** Opening Available data block **

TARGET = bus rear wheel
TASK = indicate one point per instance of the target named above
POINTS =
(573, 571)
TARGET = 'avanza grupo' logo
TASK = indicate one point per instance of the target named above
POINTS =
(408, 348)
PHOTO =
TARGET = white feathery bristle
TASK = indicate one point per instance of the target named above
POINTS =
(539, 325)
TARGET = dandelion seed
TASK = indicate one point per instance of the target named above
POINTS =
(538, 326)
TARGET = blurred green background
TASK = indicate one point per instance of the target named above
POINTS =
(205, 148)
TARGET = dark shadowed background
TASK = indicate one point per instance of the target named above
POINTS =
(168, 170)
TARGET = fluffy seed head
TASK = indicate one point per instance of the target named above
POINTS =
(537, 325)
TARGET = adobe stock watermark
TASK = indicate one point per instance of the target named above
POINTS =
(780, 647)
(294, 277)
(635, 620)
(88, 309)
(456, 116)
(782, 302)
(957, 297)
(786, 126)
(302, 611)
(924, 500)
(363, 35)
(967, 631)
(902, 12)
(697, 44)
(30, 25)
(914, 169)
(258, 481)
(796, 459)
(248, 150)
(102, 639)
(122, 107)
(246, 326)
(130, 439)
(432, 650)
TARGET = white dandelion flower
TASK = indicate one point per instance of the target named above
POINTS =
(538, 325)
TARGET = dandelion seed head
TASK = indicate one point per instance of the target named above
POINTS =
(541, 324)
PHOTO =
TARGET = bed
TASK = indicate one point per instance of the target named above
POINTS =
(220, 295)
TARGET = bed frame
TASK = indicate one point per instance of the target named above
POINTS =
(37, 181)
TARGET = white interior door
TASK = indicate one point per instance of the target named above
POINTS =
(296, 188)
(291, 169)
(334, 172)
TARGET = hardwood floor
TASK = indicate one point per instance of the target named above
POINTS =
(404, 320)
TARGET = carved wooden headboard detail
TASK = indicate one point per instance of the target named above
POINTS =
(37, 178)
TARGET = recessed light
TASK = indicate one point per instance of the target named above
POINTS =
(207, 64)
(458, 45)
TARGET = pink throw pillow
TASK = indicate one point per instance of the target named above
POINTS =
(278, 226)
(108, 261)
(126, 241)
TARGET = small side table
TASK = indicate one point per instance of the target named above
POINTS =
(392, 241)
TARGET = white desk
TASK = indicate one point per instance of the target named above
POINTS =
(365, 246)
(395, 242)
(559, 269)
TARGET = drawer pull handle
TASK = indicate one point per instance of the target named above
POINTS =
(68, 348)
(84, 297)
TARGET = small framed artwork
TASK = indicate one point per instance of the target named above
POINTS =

** Closing Available data block **

**Problem statement:** Return, from the data, each line where the string "dandelion" occurs.

**Written response:**
TARGET = dandelion seed
TARGET = white dandelion flower
TARGET = dandelion seed head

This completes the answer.